Instruction
Decide whether each statement agrees with the passage on the weblog reboot, answering yes or no and quoting the exact words of the passage that settle it: (a) The weblog is now styled with SASS. (b) The writer has used AsciiDoc. (c) The CommonMark specification is described as unambiguous.

Text passage
For this reboot, I wanted to go in a different direction. I chose a new direction partly because this weblog is an excuse for me to play with new technologies, but mostly because it’s been almost 15 years since I started doing this and that’s a long time in web years.

The old SGMLers’ dream of arbitrary markup on the web has come and gone. If you’re going to publish on the web, you’re going to do it with HTML, CSS, and JavaScript. That’s HTML5, CSS3, and ES6, sortof.

These days, you’re likely to write in Markdown instead of HTML, use SASS or Less instead of CSS, and JQuery (or maybe TypeScript or CoffeeScript) instead of “plain” JavaScript. (In addition, everything seems to be buried in frameworks of such rococo complexity that they’d make Louis XV wince, but that’s a topic for another day.)

Today · So what am I doing today? Today, this weblog is authored in Markdown (specifically CommonMark), styled with CSS (I confess, I haven’t made the switch to SASS or the like), and tarted up here and there with a bit of JQuery.

But there’s no DocBook!? No, in fact, there isn’t. I still think DocBook is great, but I wanted to try something different. Using DocBook for a weblog is a bit like driving to the corner grocery store in a Ferrari. It’ll get you there, but you’re not exactly taking advantage of it, are you?

The heavy lifting is still all provided by MarkLogic, of course. In addition to the pages themselves, there’s extracted (and inferred) semantic metadata on each article, plus a taxonomy and a big bag of semantic data. These are combined with XQuery and SPARQL to provide formatted pages plus all of the various views. (I know it’s possible to build web sites with tools other than MarkLogic, but for the love of all things, why put yourself through that hell? You know MarkLogic is a free download, right?)

CommonMark · I chose CommonMark for a couple of reasons. First, it has a really good specification. It’s not terribly long; it’s clearly written, unambiguous, and filled with useful examples. Second, there’s a complete and conformant JavaScript implementation of a CommonMark interpreter that produces well-formed HTML.

I’ve poked about with a number of markup flavors. In daily use, I have an affinity for org-mode because…Emacs. I have also used AsciiDoc which has good support for round tripping to DocBook. But neither of them has a clear, concise specification and, while they may have JavaScript implementations, those implementations can’t be as complete and conformant as the CommonMark interpreter. They can’t be because there’s no proper specification against which to write tests.

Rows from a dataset
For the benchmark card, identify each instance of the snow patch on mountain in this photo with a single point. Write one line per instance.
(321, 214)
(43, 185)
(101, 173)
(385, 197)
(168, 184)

Task result
(a) No: "I haven’t made the switch to SASS or the like"
(b) Yes: "I have also used AsciiDoc which has good support for round tripping to DocBook"
(c) Yes: "it’s clearly written, unambiguous, and filled with useful examples"